Study text:
---
It’s also a bit surprising that OKCupid didn’t break down the response rate to people of the opposite gender as a function of the sender and receiver’s age. They’ve done this in the past, and it seems like the most direct way of testing whether men are more likely to get lucky by messaging older or younger women. Without knowing whether older women are actually responding to younger men’s overtures, it’s kind of hard to say what it all means. Except that I’d still kill to have their data.

elsewhere on the internets…

The good people over at OKCupid, the best dating site on Earth (their words, not mine! I’m happily married!), just released a new slew of data on their OKTrends blog. Apparently men like women with smiley, flirty profile photos, and women like dismissive, unsmiling men. It’s pretty neat stuff, and definitely worth a read. Mating rituals aside, thuough, what I really like to think about whenever I see a new OKTrends post is how many people I’d be willing to kill to get my hands on their data.
---
Source data:
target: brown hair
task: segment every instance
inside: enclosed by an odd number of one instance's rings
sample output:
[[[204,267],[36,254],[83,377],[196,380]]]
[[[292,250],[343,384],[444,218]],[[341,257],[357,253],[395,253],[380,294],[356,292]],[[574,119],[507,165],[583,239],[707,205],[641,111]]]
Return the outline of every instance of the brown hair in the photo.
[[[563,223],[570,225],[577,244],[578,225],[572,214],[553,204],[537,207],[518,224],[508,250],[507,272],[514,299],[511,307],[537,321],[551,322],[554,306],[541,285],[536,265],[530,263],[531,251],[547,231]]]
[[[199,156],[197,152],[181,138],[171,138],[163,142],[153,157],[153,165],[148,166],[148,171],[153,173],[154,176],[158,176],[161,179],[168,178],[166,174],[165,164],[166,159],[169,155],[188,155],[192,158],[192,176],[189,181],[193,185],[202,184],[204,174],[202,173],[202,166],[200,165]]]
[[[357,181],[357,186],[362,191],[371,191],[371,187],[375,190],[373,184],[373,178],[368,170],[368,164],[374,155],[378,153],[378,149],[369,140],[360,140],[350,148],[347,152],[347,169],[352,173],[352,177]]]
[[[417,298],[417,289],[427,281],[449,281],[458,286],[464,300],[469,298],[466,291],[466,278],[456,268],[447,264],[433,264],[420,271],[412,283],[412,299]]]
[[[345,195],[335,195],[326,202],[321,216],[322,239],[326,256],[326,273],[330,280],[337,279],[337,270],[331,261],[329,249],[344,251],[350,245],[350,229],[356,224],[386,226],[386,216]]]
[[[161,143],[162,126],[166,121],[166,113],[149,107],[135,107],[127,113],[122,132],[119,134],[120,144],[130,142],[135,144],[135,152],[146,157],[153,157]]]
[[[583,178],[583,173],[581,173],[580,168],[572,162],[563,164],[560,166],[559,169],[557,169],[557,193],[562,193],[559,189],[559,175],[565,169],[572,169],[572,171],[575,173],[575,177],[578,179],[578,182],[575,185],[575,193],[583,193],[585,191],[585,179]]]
---
Activity A:
Answer these questions from the OKCupid excerpt:
(i) On which blog did OKCupid release its new data?
(ii) What kind of profile photos do men like women to have?
(iii) What breakdown of the response rate does the writer say OKCupid left out?
Activity B: Translate this sentence from the OKCupid excerpt into Spanish: "Apparently men like women with smiley, flirty profile photos, and women like dismissive, unsmiling men."
The data above is separate material and has no connection to the OKCupid excerpt.

Written reply A:
(i) The OKTrends blog.
(ii) Smiley, flirty profile photos.
(iii) The response rate to people of the opposite gender as a function of the sender's and receiver's age.

Written reply B: Al parecer, a los hombres les gustan las mujeres con fotos de perfil sonrientes y coquetas, y a las mujeres les gustan los hombres desdeñosos y que no sonríen.